### Aim
Give every line of the material again, exactly as written.

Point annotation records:
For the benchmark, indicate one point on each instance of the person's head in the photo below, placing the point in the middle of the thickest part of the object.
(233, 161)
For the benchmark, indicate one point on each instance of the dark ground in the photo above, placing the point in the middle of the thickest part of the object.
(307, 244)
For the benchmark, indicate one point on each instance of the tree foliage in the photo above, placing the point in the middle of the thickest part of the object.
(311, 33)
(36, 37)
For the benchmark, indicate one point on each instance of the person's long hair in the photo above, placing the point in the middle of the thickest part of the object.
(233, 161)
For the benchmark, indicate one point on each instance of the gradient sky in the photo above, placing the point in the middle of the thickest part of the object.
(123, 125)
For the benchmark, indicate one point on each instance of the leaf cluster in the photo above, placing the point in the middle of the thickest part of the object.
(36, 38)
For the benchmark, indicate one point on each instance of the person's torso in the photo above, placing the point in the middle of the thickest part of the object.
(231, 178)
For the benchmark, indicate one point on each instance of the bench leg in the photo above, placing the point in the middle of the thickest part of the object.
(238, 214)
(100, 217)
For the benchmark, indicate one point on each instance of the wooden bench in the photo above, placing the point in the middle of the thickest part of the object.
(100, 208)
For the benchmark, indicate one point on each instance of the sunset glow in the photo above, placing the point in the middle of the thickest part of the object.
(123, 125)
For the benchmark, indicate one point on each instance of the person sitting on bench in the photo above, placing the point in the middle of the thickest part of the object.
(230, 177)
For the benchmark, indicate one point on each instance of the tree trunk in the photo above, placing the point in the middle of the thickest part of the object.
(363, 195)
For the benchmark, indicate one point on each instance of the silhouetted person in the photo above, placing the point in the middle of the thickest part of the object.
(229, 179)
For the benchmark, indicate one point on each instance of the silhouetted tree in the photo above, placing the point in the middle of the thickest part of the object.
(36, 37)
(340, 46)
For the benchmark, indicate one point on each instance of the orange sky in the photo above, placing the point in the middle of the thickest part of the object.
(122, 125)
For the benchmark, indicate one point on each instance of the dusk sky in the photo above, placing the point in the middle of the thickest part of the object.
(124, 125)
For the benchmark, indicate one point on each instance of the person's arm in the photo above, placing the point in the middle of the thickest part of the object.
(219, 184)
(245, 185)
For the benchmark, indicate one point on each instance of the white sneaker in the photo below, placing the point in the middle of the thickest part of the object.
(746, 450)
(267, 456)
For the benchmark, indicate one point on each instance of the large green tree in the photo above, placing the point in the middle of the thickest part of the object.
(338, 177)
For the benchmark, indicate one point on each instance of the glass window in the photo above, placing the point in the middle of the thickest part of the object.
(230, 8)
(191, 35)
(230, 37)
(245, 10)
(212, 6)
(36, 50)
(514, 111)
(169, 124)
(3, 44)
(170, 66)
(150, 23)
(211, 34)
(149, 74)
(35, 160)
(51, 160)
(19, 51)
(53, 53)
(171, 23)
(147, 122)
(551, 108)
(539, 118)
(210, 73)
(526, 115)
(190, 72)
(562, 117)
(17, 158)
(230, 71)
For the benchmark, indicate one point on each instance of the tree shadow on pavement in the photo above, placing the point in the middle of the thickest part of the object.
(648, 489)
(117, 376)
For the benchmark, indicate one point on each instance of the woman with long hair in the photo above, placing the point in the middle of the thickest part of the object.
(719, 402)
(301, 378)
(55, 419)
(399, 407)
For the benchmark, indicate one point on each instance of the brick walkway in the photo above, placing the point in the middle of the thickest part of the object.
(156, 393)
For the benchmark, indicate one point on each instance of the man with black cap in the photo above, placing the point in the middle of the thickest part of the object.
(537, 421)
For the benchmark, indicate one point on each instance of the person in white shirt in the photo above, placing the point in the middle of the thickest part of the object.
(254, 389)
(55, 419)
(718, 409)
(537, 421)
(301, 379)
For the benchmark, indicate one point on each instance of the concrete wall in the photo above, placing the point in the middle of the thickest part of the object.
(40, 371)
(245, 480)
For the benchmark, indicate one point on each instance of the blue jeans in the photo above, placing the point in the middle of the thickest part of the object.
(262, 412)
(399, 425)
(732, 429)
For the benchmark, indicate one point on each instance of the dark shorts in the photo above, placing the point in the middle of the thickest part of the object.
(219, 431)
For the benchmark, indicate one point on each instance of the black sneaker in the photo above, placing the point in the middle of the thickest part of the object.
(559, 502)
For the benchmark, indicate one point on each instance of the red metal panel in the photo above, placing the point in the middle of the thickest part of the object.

### Task result
For the benchmark, indicate one point on each instance of the person's head in the photo below, placing the point in the middle of the thickest part of the object.
(233, 161)
For the benchmark, indicate one point on each instance of the dark ground in the photo above, placing the point in the middle of the thickest part of the object.
(307, 244)
For the benchmark, indicate one point on each instance of the tree foliage in the photo above, placing the point in the middle of the thickest part of the object.
(311, 33)
(36, 37)
For the benchmark, indicate one point on each instance of the person's long hair in the photo above, placing the point in the middle of the thickest part of the object.
(233, 161)
For the benchmark, indicate one point on each instance of the gradient sky in the photo above, placing the point in the middle of the thickest part of the object.
(123, 125)
For the benchmark, indicate one point on each instance of the leaf cluster in the photo above, placing the point in the middle of the thickest part of the object.
(36, 38)
For the benchmark, indicate one point on each instance of the person's torso in the photo above, placing the point in the middle of the thickest part of the object.
(231, 178)
For the benchmark, indicate one point on each instance of the bench leg in the photo above, placing the point in the middle of the thickest part of the object.
(238, 214)
(100, 217)
For the benchmark, indicate one point on each instance of the wooden bench in the photo above, placing the point in the middle of the thickest part of the object.
(100, 208)
For the benchmark, indicate one point on each instance of the sunset glow in the photo above, placing the point in the middle of the thickest part of the object.
(123, 125)
For the benchmark, indicate one point on each instance of the person sitting on bench in the photo above, placing the point in the middle of the thickest part of the object.
(230, 177)
For the benchmark, indicate one point on each instance of the tree trunk in the photo above, placing the point in the middle of the thickest part of the object.
(363, 195)
For the benchmark, indicate one point on each instance of the silhouetted person in the photo above, placing the point in the middle of the thickest part of the object.
(229, 179)
For the benchmark, indicate one point on each instance of the silhouetted tree in the photo above, placing the point in the middle of the thickest part of the object.
(36, 37)
(340, 46)
For the benchmark, indicate one point on each instance of the orange sky in the photo above, placing the point in the middle of the thickest part of the object.
(122, 125)
For the benchmark, indicate one point on each instance of the dusk sky in the photo above, placing the point in the middle of the thickest part of the object.
(124, 125)
For the benchmark, indicate one point on each instance of the person's arm in the photo above, placing the point in the middle of the thickest part of the object.
(219, 184)
(245, 185)
For the benchmark, indicate one point on each instance of the white sneaker in the photo below, placing the point in the middle of the thickest part of the object.
(746, 450)
(267, 456)
For the benchmark, indicate one point on each instance of the large green tree in the photo above, placing the point in the middle of the thickest part of the object.
(338, 177)
For the benchmark, indicate one point on each instance of the glass window in the photo above, placing the point in the middle of the thickest part of the object.
(230, 8)
(191, 35)
(230, 37)
(245, 10)
(212, 6)
(36, 50)
(514, 111)
(169, 124)
(3, 44)
(170, 66)
(150, 23)
(211, 34)
(149, 74)
(35, 160)
(51, 160)
(19, 51)
(53, 53)
(171, 23)
(147, 122)
(551, 108)
(539, 118)
(210, 73)
(526, 115)
(190, 72)
(562, 117)
(17, 158)
(230, 71)
For the benchmark, indicate one point on each instance of the tree shadow on pavement in the photo above, placing the point in the middle of the thickest part of the object.
(648, 489)
(117, 376)
For the benchmark, indicate one point on each instance of the woman with long hair in the photo above, placing the point in the middle of the thickest part of the object.
(719, 402)
(301, 378)
(55, 419)
(399, 407)
For the benchmark, indicate one point on each instance of the brick walkway in the photo above, placing the point in the middle of the thickest part of the object.
(156, 393)
For the benchmark, indicate one point on each instance of the man with black cap in the photo above, placing the point in the middle of the thickest part of the object.
(537, 421)
For the benchmark, indicate one point on each instance of the person in white shirt in the photo above, placing the point in the middle of the thickest part of the object.
(254, 389)
(55, 419)
(718, 409)
(537, 421)
(301, 379)
For the benchmark, indicate one point on each instance of the concrete wall in the photo above, placing the point in the middle of the thickest part of the object.
(40, 371)
(245, 480)
For the benchmark, indicate one point on each instance of the blue jeans in the photo above, placing the point in the middle of the thickest part of the object.
(262, 412)
(399, 425)
(732, 429)
For the benchmark, indicate one point on each instance of the dark shorts in the photo above, placing the point in the middle of the thickest part of the object.
(219, 431)
For the benchmark, indicate one point on each instance of the black sneaker in the photo above, placing the point in the middle of the thickest part of the object.
(559, 502)
For the benchmark, indicate one point on each instance of the red metal panel in the photo above, placing the point in the middle of the thickest part of the object.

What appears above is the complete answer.